Your task is to copy all of the entries exactly as they are given.
---+---
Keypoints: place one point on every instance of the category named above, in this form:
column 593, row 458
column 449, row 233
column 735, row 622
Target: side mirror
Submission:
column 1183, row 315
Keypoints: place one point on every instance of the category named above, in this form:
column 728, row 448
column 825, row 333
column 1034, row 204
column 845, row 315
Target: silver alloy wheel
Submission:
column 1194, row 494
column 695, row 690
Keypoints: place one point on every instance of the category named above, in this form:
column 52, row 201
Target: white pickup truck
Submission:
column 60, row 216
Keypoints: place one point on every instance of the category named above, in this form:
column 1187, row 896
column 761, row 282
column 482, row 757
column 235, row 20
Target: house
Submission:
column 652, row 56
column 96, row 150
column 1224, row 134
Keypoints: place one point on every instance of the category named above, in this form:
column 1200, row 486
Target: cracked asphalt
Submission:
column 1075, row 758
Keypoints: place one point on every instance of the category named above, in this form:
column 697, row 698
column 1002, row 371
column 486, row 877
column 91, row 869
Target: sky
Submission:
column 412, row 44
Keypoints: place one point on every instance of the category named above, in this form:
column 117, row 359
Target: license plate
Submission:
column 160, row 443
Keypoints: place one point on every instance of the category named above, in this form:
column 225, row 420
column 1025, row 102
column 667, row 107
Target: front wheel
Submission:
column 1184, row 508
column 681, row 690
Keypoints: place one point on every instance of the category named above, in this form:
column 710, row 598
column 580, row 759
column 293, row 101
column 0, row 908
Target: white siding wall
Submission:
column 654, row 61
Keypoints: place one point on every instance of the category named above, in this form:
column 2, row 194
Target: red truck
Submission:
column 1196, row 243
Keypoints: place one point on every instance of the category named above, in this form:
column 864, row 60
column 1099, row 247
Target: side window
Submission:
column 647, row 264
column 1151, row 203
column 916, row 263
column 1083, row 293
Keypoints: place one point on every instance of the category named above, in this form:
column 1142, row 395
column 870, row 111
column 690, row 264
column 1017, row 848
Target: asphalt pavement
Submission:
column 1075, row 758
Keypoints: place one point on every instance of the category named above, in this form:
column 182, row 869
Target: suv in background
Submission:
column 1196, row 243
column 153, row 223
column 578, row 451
---+---
● **Problem solution**:
Keypoints: place one point on every instance of the category named above, in this form:
column 593, row 458
column 449, row 233
column 735, row 622
Target: side mirror
Submission:
column 1183, row 315
Keypoints: place one point on every instance of the category named above, in this form:
column 728, row 448
column 825, row 333
column 1034, row 204
column 845, row 315
Target: silver alloy wheel
Submission:
column 1194, row 494
column 695, row 690
Keypoints: place one point on every instance of the category named above, in this form:
column 52, row 201
Target: white pickup truck
Submission:
column 60, row 216
Keypoints: place one point on every instance of the category named above, in this form:
column 1187, row 896
column 761, row 282
column 482, row 757
column 235, row 20
Target: house
Submission:
column 652, row 56
column 96, row 150
column 1224, row 134
Keypoints: place one point on every instance of the category named above, in this form:
column 1200, row 486
Target: cracked asphalt
Submission:
column 1075, row 758
Keypoints: place one point on every instance of the category named above, in this form:
column 697, row 698
column 1002, row 371
column 486, row 877
column 91, row 869
Target: sky
Submission:
column 412, row 44
Keypoints: place one point on every instance of the category named above, in this form:
column 117, row 359
Target: license plate
Submission:
column 160, row 443
Keypoints: place one point on every instance of the category named above, in this form:
column 225, row 420
column 1025, row 102
column 667, row 107
Target: front wheel
Submission:
column 1184, row 508
column 681, row 690
Keypoints: place one point on every instance of the category named above, in this form:
column 710, row 598
column 580, row 759
column 293, row 101
column 0, row 908
Target: white siding wall
Submission:
column 654, row 61
Keypoints: place one point on every instance of the category named above, in this form:
column 2, row 194
Target: red truck
Submission:
column 1196, row 243
Keypoints: place one point on every instance of the category named above, in this form:
column 864, row 60
column 1099, row 247
Target: side window
Submission:
column 647, row 264
column 1151, row 203
column 916, row 263
column 1083, row 293
Keypoints: place one point on every instance of the category named above, in this form:
column 1142, row 395
column 870, row 111
column 690, row 264
column 1017, row 848
Target: asphalt pavement
Submission:
column 1075, row 758
Keypoints: place one point on every instance of the category named above, in this form:
column 182, row 869
Target: suv in background
Submission:
column 1196, row 243
column 153, row 223
column 578, row 451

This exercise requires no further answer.